● Selected passage
<<<<
Vespers for these times… July 26, 2020

Sing:

Hark the Vesper bell is pealing,

O’er the meadow soft and green.

Nearer now and nearer stealing,

Soft it breaks upon my ear.

Jubilate, jubilate, jubilate, Amen. Jubilate, jubilate, jubilate, Amen.

 

First Thoughts: This has been a hot, beautiful July at camp.  A special feature of the summer, different from others here, has been the interesting array of clouds that appear at all times of the day.  This week they have been particularly striking!  Thankfully, one set of them eventually pulled itself together to deliver a lovely long-bell thunder storm.  The earth drank up every drop.   Within an hour of the storm’s ending, a walk through the camp garden revealed not a single puddle or raindrop, AND….many grateful plants!  Here is a gallery of camp clouds, all taken this past week!  Do you recognize the locations!  Take yourself back in your mind’s eye and remember the times you stood and admired these very same views!

 

Sing: “House at Pooh Corner”, a camp song.
>>>>
● Dataset excerpt
<<<<
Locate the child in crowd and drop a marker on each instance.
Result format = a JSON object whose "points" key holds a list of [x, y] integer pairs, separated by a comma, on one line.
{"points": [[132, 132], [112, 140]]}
>>>>
● Written exercise A
Return the passage of the vespers text from "First Thoughts: This has" up to and including "very same views!".
● Written exercise B
In the vespers text, how soon after the thunderstorm ended did a walk through the camp garden show no puddles or raindrops?

● Written response A
First Thoughts: This has been a hot, beautiful July at camp.  A special feature of the summer, different from others here, has been the interesting array of clouds that appear at all times of the day.  This week they have been particularly striking!  Thankfully, one set of them eventually pulled itself together to deliver a lovely long-bell thunder storm.  The earth drank up every drop.   Within an hour of the storm’s ending, a walk through the camp garden revealed not a single puddle or raindrop, AND….many grateful plants!  Here is a gallery of camp clouds, all taken this past week!  Do you recognize the locations!  Take yourself back in your mind’s eye and remember the times you stood and admired these very same views!

● Written response B
Within an hour of the storm's ending.